**INSTRUCTIONS TO FOLLOW:** Write out every one of the following rows word for word, without changing anything.

Some records:

++++++++++

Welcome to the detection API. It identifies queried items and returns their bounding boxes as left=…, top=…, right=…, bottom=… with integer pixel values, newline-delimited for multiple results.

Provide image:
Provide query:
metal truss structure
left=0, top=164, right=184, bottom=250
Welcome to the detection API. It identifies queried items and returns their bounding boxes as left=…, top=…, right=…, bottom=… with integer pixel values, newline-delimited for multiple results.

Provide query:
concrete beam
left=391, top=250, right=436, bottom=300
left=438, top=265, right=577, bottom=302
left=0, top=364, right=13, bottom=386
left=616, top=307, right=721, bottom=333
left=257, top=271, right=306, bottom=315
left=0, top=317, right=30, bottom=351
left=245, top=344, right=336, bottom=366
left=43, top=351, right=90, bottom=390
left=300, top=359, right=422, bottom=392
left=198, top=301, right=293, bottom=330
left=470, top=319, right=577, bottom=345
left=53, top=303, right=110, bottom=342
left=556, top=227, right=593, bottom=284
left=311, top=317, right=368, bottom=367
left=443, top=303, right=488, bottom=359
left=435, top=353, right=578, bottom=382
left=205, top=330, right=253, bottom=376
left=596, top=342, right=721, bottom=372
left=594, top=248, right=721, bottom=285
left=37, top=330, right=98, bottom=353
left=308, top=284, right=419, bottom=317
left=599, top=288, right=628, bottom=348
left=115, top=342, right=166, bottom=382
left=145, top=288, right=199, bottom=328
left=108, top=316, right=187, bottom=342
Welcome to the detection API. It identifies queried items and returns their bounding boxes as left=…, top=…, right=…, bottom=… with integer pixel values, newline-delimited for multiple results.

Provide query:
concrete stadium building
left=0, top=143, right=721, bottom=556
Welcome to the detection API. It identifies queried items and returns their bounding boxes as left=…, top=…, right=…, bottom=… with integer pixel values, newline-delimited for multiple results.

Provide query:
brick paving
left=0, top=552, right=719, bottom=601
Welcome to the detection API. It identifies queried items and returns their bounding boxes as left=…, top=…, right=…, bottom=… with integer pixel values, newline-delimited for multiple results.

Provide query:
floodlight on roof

++++++++++

**SOLVED PROBLEM:**
Welcome to the detection API. It identifies queried items and returns their bounding boxes as left=…, top=…, right=…, bottom=… with integer pixel values, newline-delimited for multiple results.

Provide image:
Provide query:
metal truss structure
left=0, top=164, right=184, bottom=250
Welcome to the detection API. It identifies queried items and returns their bounding boxes as left=…, top=…, right=…, bottom=… with integer pixel values, newline-delimited for multiple results.

Provide query:
concrete beam
left=391, top=250, right=436, bottom=300
left=438, top=265, right=577, bottom=302
left=0, top=364, right=13, bottom=386
left=616, top=307, right=721, bottom=333
left=257, top=271, right=306, bottom=315
left=0, top=317, right=30, bottom=351
left=245, top=344, right=336, bottom=366
left=43, top=351, right=90, bottom=390
left=300, top=359, right=422, bottom=392
left=198, top=301, right=293, bottom=330
left=470, top=319, right=577, bottom=345
left=53, top=303, right=110, bottom=342
left=556, top=227, right=593, bottom=284
left=311, top=317, right=368, bottom=367
left=443, top=303, right=488, bottom=359
left=435, top=353, right=578, bottom=382
left=205, top=330, right=253, bottom=376
left=596, top=342, right=721, bottom=372
left=594, top=248, right=721, bottom=285
left=37, top=330, right=98, bottom=353
left=308, top=284, right=419, bottom=317
left=599, top=288, right=628, bottom=348
left=115, top=342, right=166, bottom=382
left=145, top=288, right=199, bottom=328
left=108, top=316, right=187, bottom=342
Welcome to the detection API. It identifies queried items and returns their bounding boxes as left=…, top=…, right=…, bottom=… with integer pixel values, newline-delimited for multiple results.

Provide query:
concrete stadium building
left=0, top=143, right=721, bottom=556
Welcome to the detection API. It identifies queried items and returns their bounding boxes as left=…, top=…, right=…, bottom=… with integer pixel values, newline-delimited for multiple results.

Provide query:
brick paving
left=0, top=552, right=719, bottom=601
Welcome to the detection API. It identifies queried items and returns their bounding boxes as left=…, top=…, right=…, bottom=… with integer pixel values, newline-delimited for multiple results.

Provide query:
floodlight on roof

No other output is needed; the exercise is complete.